▸ **TEXT SHOWN**:
BEGIN
This is Lloyd here on your question on East (Gazzalot). We're not expecting much change by the end of this year. 2013, it's hard to predict. We've yet to meet with the operator and firm up a capital program for 2013. We're hoping to do that later this month.
We would like to see a pretty aggressive drawing program but we have to work with our partners on that. But we see a lot of potential to grow the existing gross 1000 barrels a day and start increasing that.
So they wanted to see how the wells are performing. The wells have been performing pretty well, so we're optimistic that we'll get to a common drawing program for next year. We'll have some guidance out on that in December.
(Operator Instructions) Your next question comes from the line of Al Stanton – RBC.
Al Stanton – RBC
I think I'm combining the two topics everyone's asking about is the receivables and the new acreage. Was there any interaction in the two? Were you able to negotiate around repayment of the receivables to get better terms or is perhaps the $!00 million that you're committed to in programs actually a met figure having reduced or can that figure actually be reduced in some way wheeling and dealing with the receivables?
Yes, Al, obviously that is a potential negotiation point but that won't be entered into until we see ratification and I don't think we're going to discuss negotiations with EGPC on this venue.
Al Stanton - RBC
Then in terms of other opportunities, do you want more to put on your plate because there are obviously other rounds coming?
END
▸ **DATA BLOCK**:
BEGIN
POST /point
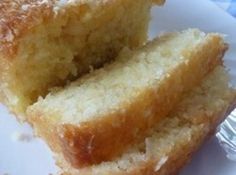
END
▸ **SET PROBLEM A**:
Answer these questions from the earnings call transcript, one per line:
(i) In what month does the speaker expect to release guidance on next year's program?
(ii) What existing gross production figure is given for East (Gazzalot)?
(iii) With whom does the speaker decline to discuss negotiations in this venue?
▸ **SET PROBLEM B**: Reproduce the earnings call transcript from "This is Lloyd" to "start increasing that.".
▸ **SET PROBLEM C**: Go on with the earnings call transcript from the point where it stops.

▸ **WRITTEN ANSWER A**:
(i) December
(ii) 1000 barrels a day
(iii) EGPC

▸ **WRITTEN ANSWER B**:
This is Lloyd here on your question on East (Gazzalot). We're not expecting much change by the end of this year. 2013, it's hard to predict. We've yet to meet with the operator and firm up a capital program for 2013. We're hoping to do that later this month.
We would like to see a pretty aggressive drawing program but we have to work with our partners on that. But we see a lot of potential to grow the existing gross 1000 barrels a day and start increasing that.

▸ **WRITTEN ANSWER C**:
Yes, there are. Well, they're supposedly around being announced end of next week for quite a few new blocks, I think 40 new blocks and there's also in our discussions with EGPC they're mentioning another round coming up in Q1.
So given that there's quite a bit of activity there, we'll certainly be looking at everything but can't predict whether we'll be bidding on anything because we haven't seen all of them yet.
Your next question comes from the line of Victor Vallance – Fraser Mackenzie.
Victor Vallance – Fraser Mackenzie
With regards to (Borak), if you're successful with these appraisal wells, do you have to then apply for a production license? And if that's the case, is there a risk of seeing a delay in receiving the production license because of the issues with getting approvals with the Egyptian government?
Yes, Rick, that's – I guess the approval process always has potentials for delays but you actually apply for a development lease and we're looking to do that early on, possibly concurrently with the appraisal drilling. We feel confident enough to move forward.
So we're hoping we can fast track that. Certainly it's in Egypt's best interest to get new developments going, so I think they will be quite supportive, so we're not anticipating a lot of delays in that.
Victor Vallance – Fraser Mackenzie
So you're pretty confident about that ramp in the back half of 2013 with a good portion of that coming from the (Borak) and South (Alamine) block, right.
Yes, things can slide a quarter, Vic, but we're pretty comfortable with what our plans are that we should be on production next year.
Victor Vallance – Fraser Mackenzie
And will most of that production be initially trucked?
We expect it will, yes.
(Operator Instructions) Mr. Clarkson, there are no further questions at this time. I will turn the conference back to you. Please continue with your presentation or closing remarks.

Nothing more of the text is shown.